Florian Enzensberger, Maximilian Maar
Rz. 63
Die durch das Pflichtteilsrecht verankerte Mindestbeteiligung am Nachlass ist grundsätzlich nicht entziehbar und stört regelmäßig die Nachlassplanung gerade auch bei Testamenten in Patchworkfamilien. Nicht selten ist es der Wunsch eines Elternteils, die Kinder aus der gescheiterten Beziehung auf den ersten Todesfall oder gänzlich vom Nachlass fernzuhalten.
Das wirksamste Mittel diese Störquelle zu eliminieren ist freilich ein notarieller Pflichtteilsverzicht, der jedoch von den Abkömmlingen nicht immer oder nur gegen Zahlung entsprechender Abfindungen unterschrieben wird (eingehend hierzu siehe Rdn 9).
In einer Verfügung von Todes wegen kommen die Pflichtteilsstrafklausel und die Jastrowsche Klausel als Vermeidungsstrategien in Betracht (eingehend hierzu siehe Rdn 11 und 16).
I. Pflichtteilsentziehung
Rz. 64
Als weitere Möglichkeit auf den Pflichtteil in der Verfügung von Todes wegen einzuwirken steht die Pflichtteilsentziehung zur Verfügung, die in § 2333 BGB geregelt ist.
Die Pflichtteilsentziehungsgründe sind für alle Pflichtteilsberechtigten einheitlich in § 2333 BGB geregelt. Nach § 2333 Abs. 1 Nr. 4 BGB kann dem Pflichtteilsberechtigten der Pflichtteil wirksam entzogen werden, wenn dieser wegen einer vorsätzlichen Straftat zu einer Freiheitsstrafe von mindestens 1 Jahr ohne Bewährung verurteilt wurde. Als zusätzliches Tatbestandsmerkmal muss allerdings hinzukommen, dass die Teilhabe des Pflichtteilsberechtigten am Nachlass deshalb für den Erblasser unzumutbar ist.

» AUFGABE 1
Zähle, in wie vielen Zeilen unten das Wort „forward“ vorkommt. Gib nur die Zahl an.

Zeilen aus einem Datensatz
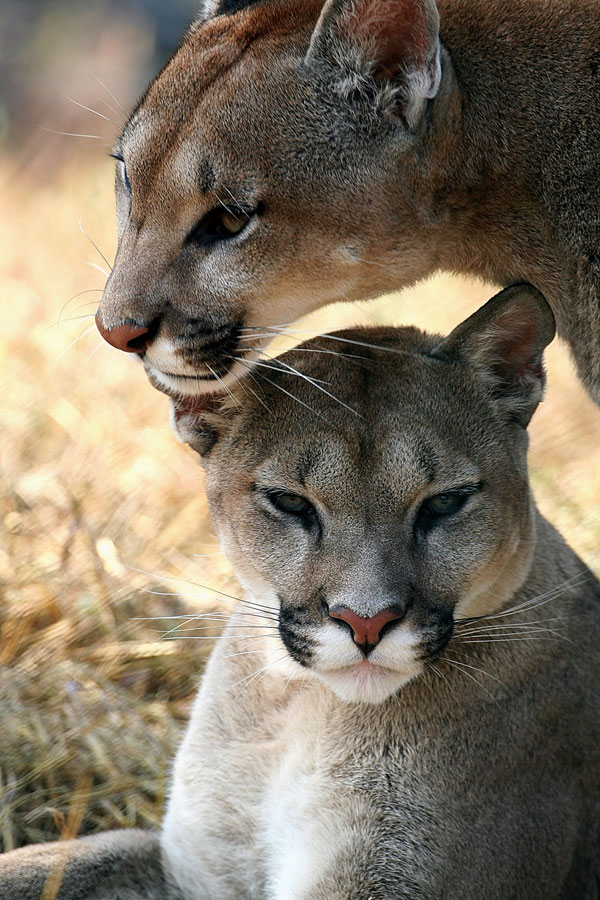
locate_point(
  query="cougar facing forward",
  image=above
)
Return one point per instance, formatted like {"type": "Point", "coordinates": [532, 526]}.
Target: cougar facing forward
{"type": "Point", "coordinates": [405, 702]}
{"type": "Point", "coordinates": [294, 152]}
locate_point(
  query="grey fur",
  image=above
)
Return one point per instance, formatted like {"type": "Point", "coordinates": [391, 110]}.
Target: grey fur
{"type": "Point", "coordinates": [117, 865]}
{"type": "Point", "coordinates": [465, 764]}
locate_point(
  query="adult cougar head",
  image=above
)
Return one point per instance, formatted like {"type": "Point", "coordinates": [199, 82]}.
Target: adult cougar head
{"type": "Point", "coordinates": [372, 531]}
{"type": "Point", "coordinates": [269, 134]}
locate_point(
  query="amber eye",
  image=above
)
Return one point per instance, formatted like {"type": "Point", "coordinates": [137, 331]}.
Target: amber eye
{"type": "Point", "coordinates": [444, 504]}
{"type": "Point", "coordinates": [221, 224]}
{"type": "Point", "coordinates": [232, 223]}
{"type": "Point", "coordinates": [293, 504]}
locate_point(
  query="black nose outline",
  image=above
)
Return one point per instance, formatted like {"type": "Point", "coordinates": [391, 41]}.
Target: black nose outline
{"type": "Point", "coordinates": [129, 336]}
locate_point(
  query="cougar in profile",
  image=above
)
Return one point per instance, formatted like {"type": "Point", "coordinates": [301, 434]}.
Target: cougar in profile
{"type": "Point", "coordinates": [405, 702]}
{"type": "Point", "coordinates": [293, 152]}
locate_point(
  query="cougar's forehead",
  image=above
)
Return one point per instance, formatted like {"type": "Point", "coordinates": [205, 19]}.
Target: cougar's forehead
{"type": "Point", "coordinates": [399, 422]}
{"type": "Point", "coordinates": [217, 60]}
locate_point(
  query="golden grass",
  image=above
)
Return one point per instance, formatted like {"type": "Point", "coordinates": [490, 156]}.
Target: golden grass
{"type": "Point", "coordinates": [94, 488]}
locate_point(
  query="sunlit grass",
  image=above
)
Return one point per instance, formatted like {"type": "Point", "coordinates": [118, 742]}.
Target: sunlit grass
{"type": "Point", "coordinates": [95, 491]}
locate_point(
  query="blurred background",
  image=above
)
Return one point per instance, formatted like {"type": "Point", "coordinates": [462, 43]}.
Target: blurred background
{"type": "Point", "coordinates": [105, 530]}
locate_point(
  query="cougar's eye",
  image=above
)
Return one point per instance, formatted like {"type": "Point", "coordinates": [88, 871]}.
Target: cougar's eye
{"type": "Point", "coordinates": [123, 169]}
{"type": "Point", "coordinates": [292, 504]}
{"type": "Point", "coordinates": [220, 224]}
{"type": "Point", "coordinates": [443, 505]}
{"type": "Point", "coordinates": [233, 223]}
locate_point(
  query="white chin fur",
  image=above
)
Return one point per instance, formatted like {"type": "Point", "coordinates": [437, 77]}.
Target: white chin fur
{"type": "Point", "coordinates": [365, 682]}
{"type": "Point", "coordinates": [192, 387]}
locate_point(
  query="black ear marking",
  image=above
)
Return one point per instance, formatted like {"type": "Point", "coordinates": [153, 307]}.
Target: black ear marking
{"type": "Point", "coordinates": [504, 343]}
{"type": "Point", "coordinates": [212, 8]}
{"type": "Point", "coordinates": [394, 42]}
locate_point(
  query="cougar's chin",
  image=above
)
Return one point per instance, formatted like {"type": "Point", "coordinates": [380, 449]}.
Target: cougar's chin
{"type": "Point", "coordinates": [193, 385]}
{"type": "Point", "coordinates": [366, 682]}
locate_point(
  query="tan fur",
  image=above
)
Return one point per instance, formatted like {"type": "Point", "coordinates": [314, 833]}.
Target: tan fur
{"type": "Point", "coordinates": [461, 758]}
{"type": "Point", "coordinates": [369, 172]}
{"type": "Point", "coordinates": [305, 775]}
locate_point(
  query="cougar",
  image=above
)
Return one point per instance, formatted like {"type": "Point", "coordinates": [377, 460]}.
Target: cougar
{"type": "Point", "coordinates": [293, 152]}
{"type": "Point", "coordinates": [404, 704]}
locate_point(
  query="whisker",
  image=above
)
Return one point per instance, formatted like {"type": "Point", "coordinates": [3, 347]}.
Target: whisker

==

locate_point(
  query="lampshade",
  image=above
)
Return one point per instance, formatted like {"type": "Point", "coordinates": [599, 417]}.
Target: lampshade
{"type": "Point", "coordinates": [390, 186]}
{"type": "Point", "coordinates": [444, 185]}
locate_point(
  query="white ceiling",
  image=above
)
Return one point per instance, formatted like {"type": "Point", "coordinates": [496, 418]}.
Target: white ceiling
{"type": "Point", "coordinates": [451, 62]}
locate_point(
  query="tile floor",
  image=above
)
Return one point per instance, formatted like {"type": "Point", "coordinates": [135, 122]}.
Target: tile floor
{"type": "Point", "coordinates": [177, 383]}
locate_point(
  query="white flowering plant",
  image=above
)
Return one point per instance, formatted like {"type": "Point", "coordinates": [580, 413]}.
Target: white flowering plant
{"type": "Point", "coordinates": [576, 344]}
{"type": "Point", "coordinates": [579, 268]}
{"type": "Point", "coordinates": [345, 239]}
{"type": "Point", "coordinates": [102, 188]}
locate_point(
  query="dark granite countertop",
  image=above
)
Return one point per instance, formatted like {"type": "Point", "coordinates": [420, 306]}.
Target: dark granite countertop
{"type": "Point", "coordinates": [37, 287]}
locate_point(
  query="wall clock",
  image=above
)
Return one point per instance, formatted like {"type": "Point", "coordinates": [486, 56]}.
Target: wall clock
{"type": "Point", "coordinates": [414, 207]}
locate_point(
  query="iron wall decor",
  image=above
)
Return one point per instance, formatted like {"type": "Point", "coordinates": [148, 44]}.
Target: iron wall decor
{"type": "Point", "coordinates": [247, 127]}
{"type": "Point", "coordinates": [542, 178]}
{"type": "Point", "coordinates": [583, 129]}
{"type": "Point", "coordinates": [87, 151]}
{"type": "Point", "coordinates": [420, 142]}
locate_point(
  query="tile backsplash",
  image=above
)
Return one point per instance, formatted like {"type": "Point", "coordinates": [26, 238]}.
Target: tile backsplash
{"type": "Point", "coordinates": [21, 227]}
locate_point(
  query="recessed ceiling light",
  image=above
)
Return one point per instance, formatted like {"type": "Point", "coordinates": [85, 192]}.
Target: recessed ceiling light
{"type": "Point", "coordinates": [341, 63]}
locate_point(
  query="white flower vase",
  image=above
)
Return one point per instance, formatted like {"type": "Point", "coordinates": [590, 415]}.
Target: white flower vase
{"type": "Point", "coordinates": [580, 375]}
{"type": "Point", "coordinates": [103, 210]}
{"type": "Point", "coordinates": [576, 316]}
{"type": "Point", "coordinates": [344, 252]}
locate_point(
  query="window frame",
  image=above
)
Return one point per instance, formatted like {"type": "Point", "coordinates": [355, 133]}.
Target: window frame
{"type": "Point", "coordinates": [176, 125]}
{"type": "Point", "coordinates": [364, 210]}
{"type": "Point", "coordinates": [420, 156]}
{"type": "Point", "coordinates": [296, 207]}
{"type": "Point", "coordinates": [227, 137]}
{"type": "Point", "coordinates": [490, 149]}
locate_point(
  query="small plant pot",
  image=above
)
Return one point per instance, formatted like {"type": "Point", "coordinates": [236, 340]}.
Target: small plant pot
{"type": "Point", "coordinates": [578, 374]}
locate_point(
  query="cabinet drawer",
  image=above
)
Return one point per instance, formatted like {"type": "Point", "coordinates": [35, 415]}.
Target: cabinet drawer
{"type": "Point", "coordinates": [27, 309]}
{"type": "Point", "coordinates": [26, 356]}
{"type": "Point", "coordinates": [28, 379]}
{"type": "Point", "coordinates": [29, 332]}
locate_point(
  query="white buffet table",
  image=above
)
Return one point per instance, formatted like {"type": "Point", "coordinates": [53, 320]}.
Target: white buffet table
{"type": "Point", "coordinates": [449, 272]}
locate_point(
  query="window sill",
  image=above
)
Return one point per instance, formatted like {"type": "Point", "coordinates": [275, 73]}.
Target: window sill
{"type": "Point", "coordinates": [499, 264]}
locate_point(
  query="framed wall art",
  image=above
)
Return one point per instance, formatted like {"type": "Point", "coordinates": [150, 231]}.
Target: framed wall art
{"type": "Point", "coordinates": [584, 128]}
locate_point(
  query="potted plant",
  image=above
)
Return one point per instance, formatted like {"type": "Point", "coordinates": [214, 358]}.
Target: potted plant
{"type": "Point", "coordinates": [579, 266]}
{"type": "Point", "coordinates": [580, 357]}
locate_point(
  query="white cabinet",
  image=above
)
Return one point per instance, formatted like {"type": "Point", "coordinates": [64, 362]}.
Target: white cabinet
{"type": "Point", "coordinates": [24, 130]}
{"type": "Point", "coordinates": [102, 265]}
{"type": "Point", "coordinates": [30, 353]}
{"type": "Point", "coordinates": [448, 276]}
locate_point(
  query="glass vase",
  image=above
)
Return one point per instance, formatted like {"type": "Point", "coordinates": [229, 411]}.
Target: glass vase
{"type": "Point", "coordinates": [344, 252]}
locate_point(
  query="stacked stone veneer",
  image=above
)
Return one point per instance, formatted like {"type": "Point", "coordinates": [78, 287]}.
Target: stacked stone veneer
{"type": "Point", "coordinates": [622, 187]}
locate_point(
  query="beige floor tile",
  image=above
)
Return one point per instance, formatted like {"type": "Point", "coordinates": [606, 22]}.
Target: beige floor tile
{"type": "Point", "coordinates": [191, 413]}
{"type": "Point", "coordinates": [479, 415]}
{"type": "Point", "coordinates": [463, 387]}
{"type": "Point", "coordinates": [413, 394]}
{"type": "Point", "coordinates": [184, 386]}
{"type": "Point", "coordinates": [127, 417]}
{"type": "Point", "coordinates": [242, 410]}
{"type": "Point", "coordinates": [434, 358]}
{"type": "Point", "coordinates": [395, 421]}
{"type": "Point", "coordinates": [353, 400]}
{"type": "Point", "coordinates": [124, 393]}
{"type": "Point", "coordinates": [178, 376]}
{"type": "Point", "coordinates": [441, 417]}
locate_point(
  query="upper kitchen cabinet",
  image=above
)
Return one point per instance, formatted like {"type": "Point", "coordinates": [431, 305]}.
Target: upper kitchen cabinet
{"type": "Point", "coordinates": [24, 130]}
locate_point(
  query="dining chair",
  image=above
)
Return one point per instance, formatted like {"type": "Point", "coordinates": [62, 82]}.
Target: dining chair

» AUFGABE 2
Prüfe anhand des Textes zum Pflichtteil, ob die folgenden Aussagen zutreffen. Antworte jeweils mit Ja oder Nein und zitiere die entscheidenden Worte des Textes wörtlich.
(a) Als wirksamstes Mittel gegen die Störung der Nachlassplanung gilt ein notarieller Pflichtteilsverzicht.
(b) Die Gründe für eine Pflichtteilsentziehung sind je nach Pflichtteilsberechtigtem unterschiedlich geregelt.
(c) Nach § 2333 Abs. 1 Nr. 4 BGB genügt eine Verurteilung zu einer Freiheitsstrafe von mindestens einem Jahr mit Bewährung.

» MUSTERLÖSUNG 1
2

» MUSTERLÖSUNG 2
(a) Ja: „Das wirksamste Mittel diese Störquelle zu eliminieren ist freilich ein notarieller Pflichtteilsverzicht“
(b) Nein: „Die Pflichtteilsentziehungsgründe sind für alle Pflichtteilsberechtigten einheitlich in § 2333 BGB geregelt.“
(c) Nein: „zu einer Freiheitsstrafe von mindestens 1 Jahr ohne Bewährung verurteilt wurde“